[Natural-language object grounding data]
========================================
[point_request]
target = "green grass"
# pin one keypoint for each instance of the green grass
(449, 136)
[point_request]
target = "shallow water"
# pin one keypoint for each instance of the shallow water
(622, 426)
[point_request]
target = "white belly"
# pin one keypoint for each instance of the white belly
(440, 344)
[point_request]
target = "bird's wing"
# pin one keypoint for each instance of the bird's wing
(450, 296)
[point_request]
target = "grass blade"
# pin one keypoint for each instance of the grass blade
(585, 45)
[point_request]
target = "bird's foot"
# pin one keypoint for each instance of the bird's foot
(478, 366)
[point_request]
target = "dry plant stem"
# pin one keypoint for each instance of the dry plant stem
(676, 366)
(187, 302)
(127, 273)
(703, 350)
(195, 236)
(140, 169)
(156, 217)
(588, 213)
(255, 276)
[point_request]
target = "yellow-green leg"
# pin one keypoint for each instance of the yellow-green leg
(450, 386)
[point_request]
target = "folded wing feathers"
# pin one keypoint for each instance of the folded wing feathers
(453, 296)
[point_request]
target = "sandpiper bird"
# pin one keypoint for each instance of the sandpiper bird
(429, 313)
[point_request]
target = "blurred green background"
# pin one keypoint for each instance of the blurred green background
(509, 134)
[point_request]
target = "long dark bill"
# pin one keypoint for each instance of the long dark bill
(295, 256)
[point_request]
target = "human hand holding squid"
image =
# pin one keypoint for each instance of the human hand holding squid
========================================
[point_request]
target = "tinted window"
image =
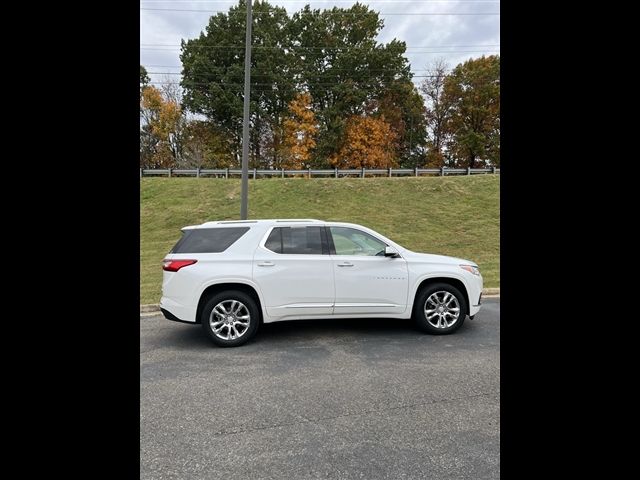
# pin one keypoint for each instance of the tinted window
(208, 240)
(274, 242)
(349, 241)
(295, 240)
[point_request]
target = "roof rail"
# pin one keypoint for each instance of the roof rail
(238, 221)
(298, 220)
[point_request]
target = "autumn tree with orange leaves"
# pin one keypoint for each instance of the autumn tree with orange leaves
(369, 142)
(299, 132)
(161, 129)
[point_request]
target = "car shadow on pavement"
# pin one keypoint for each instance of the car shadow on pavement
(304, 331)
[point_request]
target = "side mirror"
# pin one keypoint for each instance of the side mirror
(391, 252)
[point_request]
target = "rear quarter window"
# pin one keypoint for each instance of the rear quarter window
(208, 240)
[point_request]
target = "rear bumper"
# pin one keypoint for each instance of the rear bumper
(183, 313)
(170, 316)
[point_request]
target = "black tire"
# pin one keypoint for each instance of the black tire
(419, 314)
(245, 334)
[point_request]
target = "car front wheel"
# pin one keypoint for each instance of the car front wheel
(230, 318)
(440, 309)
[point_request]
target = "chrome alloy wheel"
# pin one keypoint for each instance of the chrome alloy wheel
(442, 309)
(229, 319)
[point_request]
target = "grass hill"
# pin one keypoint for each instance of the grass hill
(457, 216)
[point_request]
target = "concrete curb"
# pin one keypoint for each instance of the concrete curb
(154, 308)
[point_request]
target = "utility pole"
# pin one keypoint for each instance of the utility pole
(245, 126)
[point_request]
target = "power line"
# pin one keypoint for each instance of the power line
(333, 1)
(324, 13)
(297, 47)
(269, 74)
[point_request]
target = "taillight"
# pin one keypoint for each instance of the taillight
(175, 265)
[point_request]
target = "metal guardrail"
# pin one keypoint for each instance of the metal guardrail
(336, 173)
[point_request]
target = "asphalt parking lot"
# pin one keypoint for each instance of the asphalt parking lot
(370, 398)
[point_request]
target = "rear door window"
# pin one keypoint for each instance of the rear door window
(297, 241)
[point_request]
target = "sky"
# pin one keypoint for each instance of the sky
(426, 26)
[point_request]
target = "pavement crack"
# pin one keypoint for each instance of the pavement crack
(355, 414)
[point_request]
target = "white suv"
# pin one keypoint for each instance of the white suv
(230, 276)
========================================
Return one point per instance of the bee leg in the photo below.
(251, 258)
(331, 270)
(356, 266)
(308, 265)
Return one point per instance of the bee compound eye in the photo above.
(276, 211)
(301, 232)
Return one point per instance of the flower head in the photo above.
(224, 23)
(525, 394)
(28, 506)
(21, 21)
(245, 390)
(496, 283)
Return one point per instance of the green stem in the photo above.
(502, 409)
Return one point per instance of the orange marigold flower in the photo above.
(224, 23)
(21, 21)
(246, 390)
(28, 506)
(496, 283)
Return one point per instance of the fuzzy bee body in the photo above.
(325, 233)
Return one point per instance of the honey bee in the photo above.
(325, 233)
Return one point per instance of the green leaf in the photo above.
========================================
* _EXERCISE_
All lines above from the one holding "Return one point per instance of the fuzzy" to the one holding "Return one point per instance of the green leaf", inclusive, are to be copied exactly; no other line is wanted.

* _EXERCISE RESULT_
Return one point per instance of the fuzzy bee body in the photo above.
(325, 233)
Return one point per instance of the honey bee in the photo above.
(325, 233)
Return one point per instance of the green leaf in the photo above.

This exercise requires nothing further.